[DATASET]:
▼▼▼

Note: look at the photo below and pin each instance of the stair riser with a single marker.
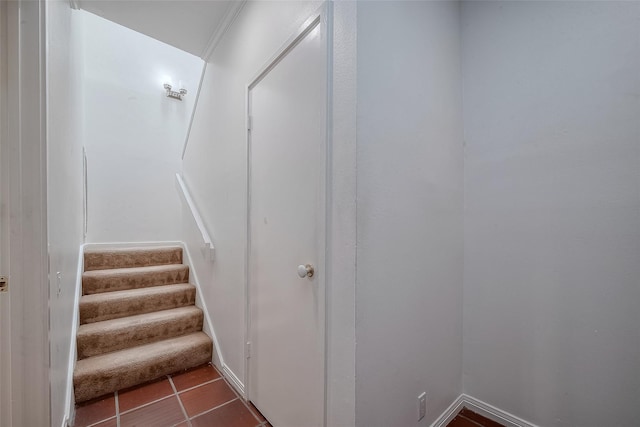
(92, 383)
(101, 342)
(99, 311)
(118, 258)
(133, 280)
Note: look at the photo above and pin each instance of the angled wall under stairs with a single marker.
(138, 320)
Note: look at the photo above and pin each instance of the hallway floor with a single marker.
(195, 398)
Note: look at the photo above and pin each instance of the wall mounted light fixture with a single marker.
(174, 94)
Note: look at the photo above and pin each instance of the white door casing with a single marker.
(5, 330)
(287, 160)
(24, 370)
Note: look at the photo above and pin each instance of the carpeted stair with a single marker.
(138, 321)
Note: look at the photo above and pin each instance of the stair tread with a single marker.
(107, 336)
(118, 279)
(136, 355)
(134, 270)
(137, 320)
(133, 293)
(135, 256)
(110, 305)
(106, 373)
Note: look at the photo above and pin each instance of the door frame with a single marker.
(24, 143)
(321, 17)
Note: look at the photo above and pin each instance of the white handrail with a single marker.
(208, 249)
(193, 110)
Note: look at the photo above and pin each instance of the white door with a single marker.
(287, 162)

▲▲▲

[TASK TO COMPLETE]:
The entries must be written out again unchanged. Images are to be left out.

[WRITTEN SOLUTION]:
Note: look at the photo below and pin each instance of the stair riser with a single marker.
(92, 383)
(101, 342)
(99, 311)
(118, 258)
(133, 280)
Note: look at the photo above and pin each instance of the angled wall under stairs with a single marker.
(138, 320)
Note: look at the photo above and pin each instance of the hallway floor with a single marker.
(195, 398)
Note: look at the photo above and pin each instance of the wall mounted light fixture with a single marker.
(174, 94)
Note: look at the photo above and pin each instance of the white door casing with a single marker.
(5, 330)
(287, 160)
(24, 370)
Note: look at the photo above and pin each instance of the carpeted stair with a single marker.
(138, 321)
Note: look at the photo above and pin each instance of the stair tread with a single marker.
(107, 336)
(118, 279)
(136, 355)
(134, 270)
(137, 320)
(133, 293)
(135, 256)
(110, 305)
(106, 373)
Note: look at the photo above and pin each instance of the door frame with a single marker.
(24, 143)
(321, 17)
Note: look at the photo above and pin each instance of the white handrail with a single marker.
(208, 249)
(193, 110)
Note: look at the photo above and pin each instance of the white door with a single marker.
(287, 162)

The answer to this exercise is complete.